## START INPUT FOR THIS TASK
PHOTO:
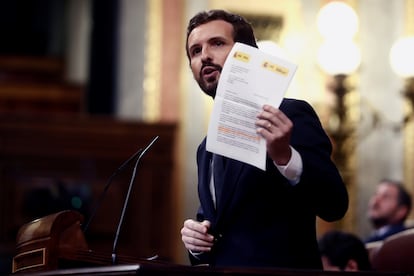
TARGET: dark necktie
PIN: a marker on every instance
(218, 174)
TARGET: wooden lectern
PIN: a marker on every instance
(42, 242)
(55, 245)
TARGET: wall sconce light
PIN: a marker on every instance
(402, 63)
(338, 57)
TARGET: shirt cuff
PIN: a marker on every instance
(293, 169)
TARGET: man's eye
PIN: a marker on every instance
(195, 51)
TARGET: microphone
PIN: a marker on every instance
(121, 219)
(108, 183)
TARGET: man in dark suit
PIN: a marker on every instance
(388, 209)
(247, 216)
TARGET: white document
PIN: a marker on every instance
(250, 78)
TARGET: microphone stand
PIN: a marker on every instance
(114, 247)
(108, 183)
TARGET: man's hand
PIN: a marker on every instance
(276, 128)
(195, 236)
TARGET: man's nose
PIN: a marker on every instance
(206, 54)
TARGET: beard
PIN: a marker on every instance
(209, 84)
(378, 222)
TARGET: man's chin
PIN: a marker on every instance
(209, 90)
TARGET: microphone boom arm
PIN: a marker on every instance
(121, 219)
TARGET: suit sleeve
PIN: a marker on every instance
(321, 187)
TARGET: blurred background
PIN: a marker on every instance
(86, 83)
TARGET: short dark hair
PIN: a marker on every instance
(242, 30)
(340, 247)
(404, 197)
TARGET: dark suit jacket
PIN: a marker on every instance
(261, 219)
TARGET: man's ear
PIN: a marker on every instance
(352, 265)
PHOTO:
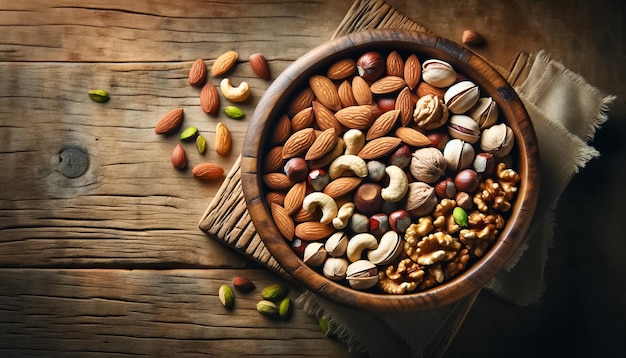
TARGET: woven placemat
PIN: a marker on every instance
(227, 220)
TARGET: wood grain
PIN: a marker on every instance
(163, 313)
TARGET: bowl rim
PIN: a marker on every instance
(474, 67)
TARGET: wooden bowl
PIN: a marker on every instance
(273, 105)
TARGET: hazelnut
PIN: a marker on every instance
(367, 198)
(445, 189)
(401, 157)
(371, 66)
(467, 181)
(379, 224)
(399, 220)
(296, 169)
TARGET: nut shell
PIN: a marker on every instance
(461, 96)
(428, 164)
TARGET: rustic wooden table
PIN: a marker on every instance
(100, 251)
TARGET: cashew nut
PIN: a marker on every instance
(324, 202)
(347, 162)
(388, 249)
(343, 215)
(398, 184)
(355, 140)
(358, 243)
(235, 94)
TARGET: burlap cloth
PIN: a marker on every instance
(565, 112)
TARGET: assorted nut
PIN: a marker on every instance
(387, 173)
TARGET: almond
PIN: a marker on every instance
(356, 117)
(243, 284)
(298, 143)
(275, 197)
(379, 147)
(412, 71)
(345, 94)
(197, 73)
(383, 124)
(341, 186)
(207, 171)
(305, 216)
(302, 119)
(222, 139)
(283, 221)
(179, 158)
(325, 92)
(361, 91)
(295, 197)
(387, 84)
(260, 66)
(342, 69)
(169, 122)
(277, 181)
(325, 118)
(404, 103)
(224, 63)
(395, 64)
(282, 130)
(323, 144)
(301, 101)
(274, 160)
(313, 231)
(209, 98)
(412, 137)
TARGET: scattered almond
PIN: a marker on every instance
(412, 71)
(169, 122)
(361, 91)
(395, 64)
(379, 147)
(283, 221)
(387, 84)
(325, 92)
(224, 63)
(260, 66)
(197, 73)
(342, 69)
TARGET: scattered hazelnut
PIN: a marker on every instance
(466, 180)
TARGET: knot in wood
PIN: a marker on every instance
(73, 162)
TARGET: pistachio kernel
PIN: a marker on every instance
(189, 133)
(233, 112)
(99, 95)
(284, 308)
(200, 144)
(275, 291)
(226, 296)
(267, 308)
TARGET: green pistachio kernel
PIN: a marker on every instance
(99, 96)
(233, 112)
(189, 133)
(201, 144)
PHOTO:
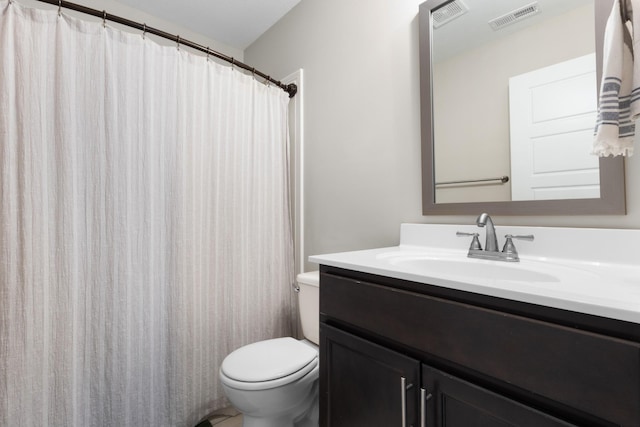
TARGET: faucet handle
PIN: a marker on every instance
(509, 247)
(475, 242)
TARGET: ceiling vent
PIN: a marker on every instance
(515, 16)
(448, 12)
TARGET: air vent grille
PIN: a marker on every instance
(515, 16)
(448, 12)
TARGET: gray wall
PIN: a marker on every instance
(362, 124)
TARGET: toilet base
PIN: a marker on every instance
(308, 419)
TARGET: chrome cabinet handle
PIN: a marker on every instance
(403, 400)
(423, 406)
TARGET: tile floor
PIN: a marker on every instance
(227, 417)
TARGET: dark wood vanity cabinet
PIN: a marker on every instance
(399, 353)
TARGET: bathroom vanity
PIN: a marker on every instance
(419, 335)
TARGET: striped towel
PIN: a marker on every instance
(619, 104)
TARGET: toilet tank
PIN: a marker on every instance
(309, 305)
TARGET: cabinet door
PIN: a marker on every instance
(452, 402)
(365, 385)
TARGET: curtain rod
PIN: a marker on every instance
(502, 179)
(291, 88)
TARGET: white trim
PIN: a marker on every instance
(296, 135)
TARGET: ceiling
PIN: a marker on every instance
(236, 23)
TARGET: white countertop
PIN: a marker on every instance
(592, 271)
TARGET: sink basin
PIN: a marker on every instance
(591, 271)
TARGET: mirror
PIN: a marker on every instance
(508, 113)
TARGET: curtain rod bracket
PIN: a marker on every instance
(291, 89)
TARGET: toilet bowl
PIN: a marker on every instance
(274, 383)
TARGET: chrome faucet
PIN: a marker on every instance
(491, 241)
(490, 251)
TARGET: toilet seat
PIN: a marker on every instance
(268, 364)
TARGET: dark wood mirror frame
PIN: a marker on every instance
(612, 185)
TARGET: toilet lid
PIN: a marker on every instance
(268, 360)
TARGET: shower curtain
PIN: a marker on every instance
(144, 224)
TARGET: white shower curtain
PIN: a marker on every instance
(144, 225)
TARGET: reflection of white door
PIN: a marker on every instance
(552, 117)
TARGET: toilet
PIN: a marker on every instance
(274, 383)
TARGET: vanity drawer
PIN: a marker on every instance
(593, 373)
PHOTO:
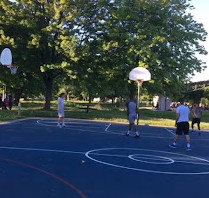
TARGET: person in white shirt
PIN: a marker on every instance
(61, 114)
(182, 124)
(132, 115)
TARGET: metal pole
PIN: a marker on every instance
(138, 96)
(19, 108)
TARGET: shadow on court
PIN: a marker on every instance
(89, 159)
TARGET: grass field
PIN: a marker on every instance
(104, 112)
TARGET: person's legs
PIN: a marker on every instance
(178, 133)
(186, 133)
(192, 125)
(198, 125)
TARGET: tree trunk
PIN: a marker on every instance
(48, 94)
(17, 96)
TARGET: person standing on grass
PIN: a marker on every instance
(182, 124)
(132, 115)
(61, 114)
(196, 116)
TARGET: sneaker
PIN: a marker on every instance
(188, 148)
(172, 145)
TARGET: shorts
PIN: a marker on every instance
(182, 128)
(196, 120)
(132, 118)
(61, 114)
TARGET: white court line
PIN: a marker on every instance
(107, 127)
(42, 150)
(170, 131)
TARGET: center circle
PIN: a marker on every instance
(151, 159)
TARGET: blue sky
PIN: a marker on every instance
(201, 15)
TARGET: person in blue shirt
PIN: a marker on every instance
(61, 114)
(182, 124)
(132, 112)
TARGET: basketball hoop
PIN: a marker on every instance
(139, 81)
(13, 68)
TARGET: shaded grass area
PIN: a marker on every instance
(103, 112)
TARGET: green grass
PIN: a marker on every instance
(103, 112)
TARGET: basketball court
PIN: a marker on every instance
(89, 159)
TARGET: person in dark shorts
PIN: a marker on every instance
(132, 115)
(196, 116)
(182, 124)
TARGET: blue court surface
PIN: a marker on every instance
(89, 159)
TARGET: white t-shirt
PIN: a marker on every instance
(183, 112)
(132, 108)
(61, 104)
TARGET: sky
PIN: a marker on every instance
(201, 15)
## END INPUT FOR THIS TASK
PROMPT:
Lay out every line above as a Markdown table with the columns "No." and "Line," giving each row a number and leaving out blank lines. Omit the pictures from the answer.

TASK RESULT:
| No. | Line |
|---|---|
| 1 | PHOTO: |
| 2 | TARGET: dark necktie |
| 3 | PIN: a marker on every instance |
| 4 | (218, 174) |
| 5 | TARGET: wooden lectern |
| 6 | PIN: a marker on every instance |
| 7 | (42, 242) |
| 8 | (55, 245) |
| 9 | TARGET: wall sconce light |
| 10 | PIN: a marker on every instance |
| 11 | (402, 63) |
| 12 | (338, 57) |
| 13 | TARGET: shirt cuff |
| 14 | PIN: a marker on every instance |
| 15 | (293, 169) |
| 16 | TARGET: man's eye |
| 17 | PIN: a marker on every instance |
| 18 | (195, 51) |
| 19 | TARGET: microphone |
| 20 | PIN: a marker on every instance |
| 21 | (121, 219) |
| 22 | (108, 183) |
| 23 | TARGET: man in dark suit |
| 24 | PIN: a marker on every instance |
| 25 | (388, 209) |
| 26 | (247, 216) |
| 27 | TARGET: white document |
| 28 | PIN: a marker on every instance |
| 29 | (250, 78) |
| 30 | TARGET: microphone stand |
| 31 | PIN: a marker on every instance |
| 32 | (114, 247) |
| 33 | (108, 183) |
| 34 | TARGET: man's hand |
| 35 | PIN: a marker on every instance |
| 36 | (276, 128) |
| 37 | (195, 236) |
| 38 | TARGET: man's nose |
| 39 | PIN: a marker on every instance |
| 40 | (206, 54) |
| 41 | TARGET: beard |
| 42 | PIN: a marker on every instance |
| 43 | (209, 84) |
| 44 | (378, 222) |
| 45 | TARGET: man's chin |
| 46 | PIN: a marker on every instance |
| 47 | (209, 90) |
| 48 | TARGET: microphone boom arm |
| 49 | PIN: a marker on every instance |
| 50 | (121, 219) |
| 51 | TARGET: suit sleeve |
| 52 | PIN: a marker on every instance |
| 53 | (321, 187) |
| 54 | TARGET: blurred background |
| 55 | PIN: a marker on every instance |
| 56 | (86, 83) |
| 57 | TARGET: short dark hair |
| 58 | PIN: a marker on every instance |
| 59 | (242, 30) |
| 60 | (340, 247) |
| 61 | (404, 197) |
| 62 | TARGET: dark suit jacket |
| 63 | PIN: a marker on every instance |
| 64 | (261, 219) |
| 65 | TARGET: man's ear |
| 66 | PIN: a marker on every instance |
| 67 | (352, 265) |
| 68 | PHOTO: |
| 69 | TARGET: woven placemat |
| 70 | PIN: a marker on every instance |
| 71 | (227, 220) |
| 72 | TARGET: wood grain |
| 73 | PIN: a marker on every instance |
| 74 | (163, 313) |
| 75 | TARGET: bowl rim |
| 76 | PIN: a marker on every instance |
| 77 | (474, 67) |
| 78 | TARGET: wooden bowl |
| 79 | PIN: a marker on every instance |
| 80 | (273, 105) |
| 81 | TARGET: hazelnut |
| 82 | PIN: a marker on every instance |
| 83 | (367, 198) |
| 84 | (445, 189) |
| 85 | (401, 157) |
| 86 | (371, 66) |
| 87 | (467, 181) |
| 88 | (379, 224) |
| 89 | (399, 220) |
| 90 | (296, 169) |
| 91 | TARGET: nut shell |
| 92 | PIN: a marker on every instance |
| 93 | (461, 96) |
| 94 | (428, 164) |
| 95 | TARGET: rustic wooden table |
| 96 | PIN: a marker on every instance |
| 97 | (100, 251) |
| 98 | TARGET: cashew nut |
| 99 | PIN: a marker on every instance |
| 100 | (324, 202) |
| 101 | (347, 162) |
| 102 | (388, 249) |
| 103 | (343, 215) |
| 104 | (398, 184) |
| 105 | (355, 140) |
| 106 | (358, 243) |
| 107 | (235, 94) |
| 108 | TARGET: burlap cloth |
| 109 | PIN: a marker on every instance |
| 110 | (565, 112) |
| 111 | TARGET: assorted nut |
| 112 | PIN: a marker on every instance |
| 113 | (387, 173) |
| 114 | TARGET: almond |
| 115 | PIN: a marker on every instance |
| 116 | (356, 117) |
| 117 | (243, 284) |
| 118 | (298, 143) |
| 119 | (275, 197) |
| 120 | (379, 147) |
| 121 | (412, 71) |
| 122 | (345, 94) |
| 123 | (197, 73) |
| 124 | (383, 124) |
| 125 | (341, 186) |
| 126 | (207, 171) |
| 127 | (305, 216) |
| 128 | (302, 119) |
| 129 | (222, 139) |
| 130 | (283, 221) |
| 131 | (179, 158) |
| 132 | (325, 92) |
| 133 | (361, 91) |
| 134 | (295, 197) |
| 135 | (387, 84) |
| 136 | (260, 66) |
| 137 | (342, 69) |
| 138 | (169, 122) |
| 139 | (277, 181) |
| 140 | (325, 118) |
| 141 | (404, 103) |
| 142 | (224, 63) |
| 143 | (395, 64) |
| 144 | (282, 130) |
| 145 | (323, 144) |
| 146 | (301, 101) |
| 147 | (274, 160) |
| 148 | (313, 231) |
| 149 | (209, 98) |
| 150 | (412, 137) |
| 151 | TARGET: scattered almond |
| 152 | PIN: a marker on every instance |
| 153 | (412, 71) |
| 154 | (169, 122) |
| 155 | (361, 91) |
| 156 | (395, 64) |
| 157 | (379, 147) |
| 158 | (283, 221) |
| 159 | (387, 84) |
| 160 | (325, 92) |
| 161 | (224, 63) |
| 162 | (260, 66) |
| 163 | (197, 73) |
| 164 | (342, 69) |
| 165 | TARGET: scattered hazelnut |
| 166 | PIN: a marker on every instance |
| 167 | (466, 180) |
| 168 | TARGET: knot in wood |
| 169 | PIN: a marker on every instance |
| 170 | (73, 162) |
| 171 | TARGET: pistachio kernel |
| 172 | PIN: a marker on every instance |
| 173 | (189, 133) |
| 174 | (233, 112) |
| 175 | (99, 95) |
| 176 | (284, 308) |
| 177 | (200, 144) |
| 178 | (275, 291) |
| 179 | (226, 296) |
| 180 | (267, 308) |
| 181 | TARGET: green pistachio kernel |
| 182 | PIN: a marker on every instance |
| 183 | (99, 96) |
| 184 | (233, 112) |
| 185 | (189, 133) |
| 186 | (201, 144) |
| 187 | PHOTO: |
| 188 | TARGET: faucet handle |
| 189 | PIN: a marker on every instance |
| 190 | (509, 247) |
| 191 | (475, 242) |
| 192 | TARGET: ceiling vent |
| 193 | PIN: a marker on every instance |
| 194 | (515, 16) |
| 195 | (448, 12) |
| 196 | TARGET: air vent grille |
| 197 | PIN: a marker on every instance |
| 198 | (515, 16) |
| 199 | (448, 12) |
| 200 | TARGET: gray wall |
| 201 | PIN: a marker on every instance |
| 202 | (362, 124) |
| 203 | TARGET: toilet base |
| 204 | PIN: a marker on every instance |
| 205 | (308, 419) |
| 206 | TARGET: chrome cabinet handle |
| 207 | PIN: a marker on every instance |
| 208 | (403, 400) |
| 209 | (423, 406) |
| 210 | TARGET: tile floor |
| 211 | PIN: a marker on every instance |
| 212 | (227, 417) |
| 213 | TARGET: dark wood vanity cabinet |
| 214 | PIN: a marker on every instance |
| 215 | (399, 353) |
| 216 | TARGET: bathroom vanity |
| 217 | PIN: a marker on every instance |
| 218 | (419, 335) |
| 219 | TARGET: striped towel |
| 220 | PIN: a marker on every instance |
| 221 | (619, 104) |
| 222 | TARGET: toilet tank |
| 223 | PIN: a marker on every instance |
| 224 | (309, 305) |
| 225 | TARGET: cabinet door |
| 226 | PIN: a marker on every instance |
| 227 | (452, 402) |
| 228 | (365, 385) |
| 229 | TARGET: curtain rod |
| 230 | PIN: a marker on every instance |
| 231 | (502, 179) |
| 232 | (291, 88) |
| 233 | TARGET: white trim |
| 234 | PIN: a marker on every instance |
| 235 | (296, 135) |
| 236 | TARGET: ceiling |
| 237 | PIN: a marker on every instance |
| 238 | (236, 23) |
| 239 | TARGET: white countertop |
| 240 | PIN: a marker on every instance |
| 241 | (592, 271) |
| 242 | TARGET: sink basin |
| 243 | PIN: a marker on every instance |
| 244 | (591, 271) |
| 245 | TARGET: mirror |
| 246 | PIN: a marker on every instance |
| 247 | (508, 113) |
| 248 | TARGET: curtain rod bracket |
| 249 | PIN: a marker on every instance |
| 250 | (291, 89) |
| 251 | TARGET: toilet bowl |
| 252 | PIN: a marker on every instance |
| 253 | (274, 383) |
| 254 | TARGET: chrome faucet |
| 255 | PIN: a marker on every instance |
| 256 | (491, 241) |
| 257 | (490, 251) |
| 258 | TARGET: toilet seat |
| 259 | PIN: a marker on every instance |
| 260 | (268, 364) |
| 261 | TARGET: dark wood mirror frame |
| 262 | PIN: a marker on every instance |
| 263 | (612, 185) |
| 264 | TARGET: toilet lid |
| 265 | PIN: a marker on every instance |
| 266 | (268, 360) |
| 267 | TARGET: shower curtain |
| 268 | PIN: a marker on every instance |
| 269 | (144, 224) |
| 270 | TARGET: white shower curtain |
| 271 | PIN: a marker on every instance |
| 272 | (144, 225) |
| 273 | TARGET: reflection of white door |
| 274 | PIN: a marker on every instance |
| 275 | (552, 117) |
| 276 | TARGET: toilet |
| 277 | PIN: a marker on every instance |
| 278 | (274, 383) |
| 279 | TARGET: vanity drawer |
| 280 | PIN: a marker on every instance |
| 281 | (593, 373) |
| 282 | PHOTO: |
| 283 | TARGET: person in white shirt |
| 284 | PIN: a marker on every instance |
| 285 | (61, 114) |
| 286 | (182, 124) |
| 287 | (132, 115) |
| 288 | TARGET: metal pole |
| 289 | PIN: a marker on every instance |
| 290 | (138, 96) |
| 291 | (19, 108) |
| 292 | TARGET: shadow on court |
| 293 | PIN: a marker on every instance |
| 294 | (89, 159) |
| 295 | TARGET: grass field |
| 296 | PIN: a marker on every instance |
| 297 | (104, 112) |
| 298 | TARGET: person's legs |
| 299 | PIN: a marker on every instance |
| 300 | (178, 133) |
| 301 | (186, 133) |
| 302 | (192, 125) |
| 303 | (198, 125) |
| 304 | TARGET: tree trunk |
| 305 | PIN: a marker on every instance |
| 306 | (48, 94) |
| 307 | (17, 96) |
| 308 | TARGET: person standing on grass |
| 309 | PIN: a marker on every instance |
| 310 | (182, 124) |
| 311 | (132, 115) |
| 312 | (61, 114) |
| 313 | (196, 116) |
| 314 | TARGET: sneaker |
| 315 | PIN: a marker on every instance |
| 316 | (188, 148) |
| 317 | (172, 145) |
| 318 | TARGET: shorts |
| 319 | PIN: a marker on every instance |
| 320 | (182, 128) |
| 321 | (196, 120) |
| 322 | (132, 118) |
| 323 | (61, 114) |
| 324 | TARGET: white court line |
| 325 | PIN: a marker on every instance |
| 326 | (107, 127) |
| 327 | (42, 150) |
| 328 | (170, 131) |
| 329 | TARGET: center circle |
| 330 | PIN: a marker on every instance |
| 331 | (151, 159) |
| 332 | TARGET: blue sky |
| 333 | PIN: a marker on every instance |
| 334 | (201, 15) |
| 335 | TARGET: person in blue shirt |
| 336 | PIN: a marker on every instance |
| 337 | (61, 114) |
| 338 | (182, 124) |
| 339 | (132, 112) |
| 340 | TARGET: basketball hoop |
| 341 | PIN: a marker on every instance |
| 342 | (139, 81) |
| 343 | (13, 68) |
| 344 | TARGET: shaded grass area |
| 345 | PIN: a marker on every instance |
| 346 | (103, 112) |
| 347 | TARGET: green grass |
| 348 | PIN: a marker on every instance |
| 349 | (103, 112) |
| 350 | TARGET: basketball court |
| 351 | PIN: a marker on every instance |
| 352 | (89, 159) |
| 353 | TARGET: person in dark shorts |
| 354 | PIN: a marker on every instance |
| 355 | (132, 115) |
| 356 | (196, 116) |
| 357 | (182, 124) |
| 358 | TARGET: blue court surface |
| 359 | PIN: a marker on every instance |
| 360 | (89, 159) |
| 361 | TARGET: white t-shirt |
| 362 | PIN: a marker on every instance |
| 363 | (183, 112) |
| 364 | (132, 108) |
| 365 | (61, 104) |
| 366 | TARGET: sky |
| 367 | PIN: a marker on every instance |
| 368 | (201, 15) |